***** LISTED ENTRIES

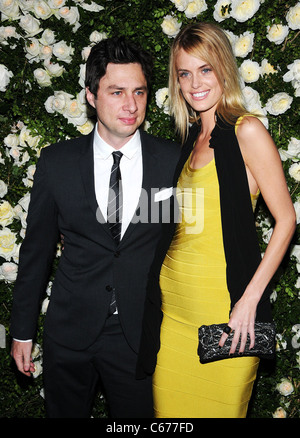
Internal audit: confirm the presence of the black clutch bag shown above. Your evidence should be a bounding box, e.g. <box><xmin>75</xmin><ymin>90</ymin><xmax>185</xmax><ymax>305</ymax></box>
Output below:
<box><xmin>198</xmin><ymin>322</ymin><xmax>276</xmax><ymax>364</ymax></box>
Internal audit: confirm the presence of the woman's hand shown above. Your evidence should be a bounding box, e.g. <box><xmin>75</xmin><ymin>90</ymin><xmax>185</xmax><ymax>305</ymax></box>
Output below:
<box><xmin>219</xmin><ymin>294</ymin><xmax>257</xmax><ymax>354</ymax></box>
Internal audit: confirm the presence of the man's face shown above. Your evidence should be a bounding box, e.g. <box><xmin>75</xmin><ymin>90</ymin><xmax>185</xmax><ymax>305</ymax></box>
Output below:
<box><xmin>86</xmin><ymin>63</ymin><xmax>147</xmax><ymax>149</ymax></box>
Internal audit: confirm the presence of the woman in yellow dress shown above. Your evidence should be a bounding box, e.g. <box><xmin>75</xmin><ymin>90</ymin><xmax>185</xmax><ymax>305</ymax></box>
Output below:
<box><xmin>138</xmin><ymin>23</ymin><xmax>295</xmax><ymax>418</ymax></box>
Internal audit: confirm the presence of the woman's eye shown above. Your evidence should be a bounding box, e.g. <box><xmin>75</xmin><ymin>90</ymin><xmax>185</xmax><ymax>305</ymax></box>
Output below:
<box><xmin>179</xmin><ymin>71</ymin><xmax>188</xmax><ymax>78</ymax></box>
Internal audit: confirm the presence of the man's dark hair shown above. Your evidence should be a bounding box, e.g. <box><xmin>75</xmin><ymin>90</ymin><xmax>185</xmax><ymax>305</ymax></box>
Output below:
<box><xmin>85</xmin><ymin>37</ymin><xmax>153</xmax><ymax>97</ymax></box>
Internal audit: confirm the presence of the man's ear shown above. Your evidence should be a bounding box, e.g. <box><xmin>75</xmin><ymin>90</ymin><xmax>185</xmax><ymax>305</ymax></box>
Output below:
<box><xmin>85</xmin><ymin>87</ymin><xmax>95</xmax><ymax>108</ymax></box>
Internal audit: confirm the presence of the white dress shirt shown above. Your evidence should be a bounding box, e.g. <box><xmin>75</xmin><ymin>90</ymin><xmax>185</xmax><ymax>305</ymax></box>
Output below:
<box><xmin>94</xmin><ymin>125</ymin><xmax>143</xmax><ymax>239</ymax></box>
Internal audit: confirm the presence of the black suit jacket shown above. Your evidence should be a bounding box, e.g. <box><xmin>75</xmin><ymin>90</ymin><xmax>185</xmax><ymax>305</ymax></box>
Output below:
<box><xmin>11</xmin><ymin>127</ymin><xmax>180</xmax><ymax>351</ymax></box>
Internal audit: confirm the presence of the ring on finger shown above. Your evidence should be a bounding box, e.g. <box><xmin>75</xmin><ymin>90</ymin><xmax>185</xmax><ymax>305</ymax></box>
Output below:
<box><xmin>223</xmin><ymin>325</ymin><xmax>232</xmax><ymax>335</ymax></box>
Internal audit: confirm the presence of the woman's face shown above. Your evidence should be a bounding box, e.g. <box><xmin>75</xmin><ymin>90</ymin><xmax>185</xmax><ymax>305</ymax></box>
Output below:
<box><xmin>175</xmin><ymin>49</ymin><xmax>223</xmax><ymax>114</ymax></box>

**********

§ **WHAT YOU WILL DO**: Copy every line above word for word, leaving out the picture.

§ **COMPLETED TASK**:
Internal audit: confirm the presence of the black clutch bag shown above. Your evidence should be a bounding box, e.g. <box><xmin>75</xmin><ymin>90</ymin><xmax>185</xmax><ymax>305</ymax></box>
Output below:
<box><xmin>198</xmin><ymin>322</ymin><xmax>276</xmax><ymax>364</ymax></box>
Internal audit: confirm the presence of the woman's hand shown above. Your evidence should be a bounding box, e.g. <box><xmin>75</xmin><ymin>90</ymin><xmax>185</xmax><ymax>305</ymax></box>
Output below:
<box><xmin>219</xmin><ymin>294</ymin><xmax>257</xmax><ymax>354</ymax></box>
Internal audit: confirm the presence of the man's face shown above. Your evidence should be a bounding box, e.g. <box><xmin>75</xmin><ymin>90</ymin><xmax>185</xmax><ymax>305</ymax></box>
Output below:
<box><xmin>86</xmin><ymin>63</ymin><xmax>147</xmax><ymax>149</ymax></box>
Internal audit: confirm the presence of the woman in yellow dress shown above. Your evidence should be a bounding box, e.g. <box><xmin>75</xmin><ymin>90</ymin><xmax>185</xmax><ymax>305</ymax></box>
Output below:
<box><xmin>138</xmin><ymin>23</ymin><xmax>295</xmax><ymax>418</ymax></box>
Internal audit: confirm the presence of the woman's eye shown above. Your evidence should be a bounding box, e.g. <box><xmin>75</xmin><ymin>90</ymin><xmax>185</xmax><ymax>305</ymax></box>
Output below:
<box><xmin>179</xmin><ymin>71</ymin><xmax>188</xmax><ymax>78</ymax></box>
Internal audit: confirm the presence of the man's dark hair shown above. Your evidence should be a bounding box, e.g. <box><xmin>75</xmin><ymin>90</ymin><xmax>185</xmax><ymax>305</ymax></box>
Output below:
<box><xmin>85</xmin><ymin>37</ymin><xmax>153</xmax><ymax>97</ymax></box>
Internal audit: confirm the presence of the man's ear shown above. Your evidence should be a bounding box, e.g. <box><xmin>75</xmin><ymin>90</ymin><xmax>185</xmax><ymax>305</ymax></box>
Output below:
<box><xmin>85</xmin><ymin>87</ymin><xmax>95</xmax><ymax>108</ymax></box>
Internal audit: confirm the presence of the white dress shirt shown above. Your evidence should be a bounding box, e.g. <box><xmin>75</xmin><ymin>90</ymin><xmax>185</xmax><ymax>305</ymax></box>
Output below:
<box><xmin>94</xmin><ymin>125</ymin><xmax>143</xmax><ymax>239</ymax></box>
Internal audit: confirm the presence of the black suit jacket shown above. Your evidence should be a bounding box, e.g. <box><xmin>75</xmin><ymin>90</ymin><xmax>185</xmax><ymax>305</ymax></box>
Output below:
<box><xmin>11</xmin><ymin>127</ymin><xmax>180</xmax><ymax>351</ymax></box>
Internal audit: confirm the presence of the ring on finger shown above. Your evidence should be a bounding box, e.g. <box><xmin>75</xmin><ymin>90</ymin><xmax>185</xmax><ymax>305</ymax></box>
Output below:
<box><xmin>223</xmin><ymin>325</ymin><xmax>232</xmax><ymax>335</ymax></box>
Internal audit: confirm the presence of the woman's face shown above. Your evidence should be a bounding box, e.g. <box><xmin>75</xmin><ymin>90</ymin><xmax>185</xmax><ymax>305</ymax></box>
Output below:
<box><xmin>175</xmin><ymin>49</ymin><xmax>223</xmax><ymax>114</ymax></box>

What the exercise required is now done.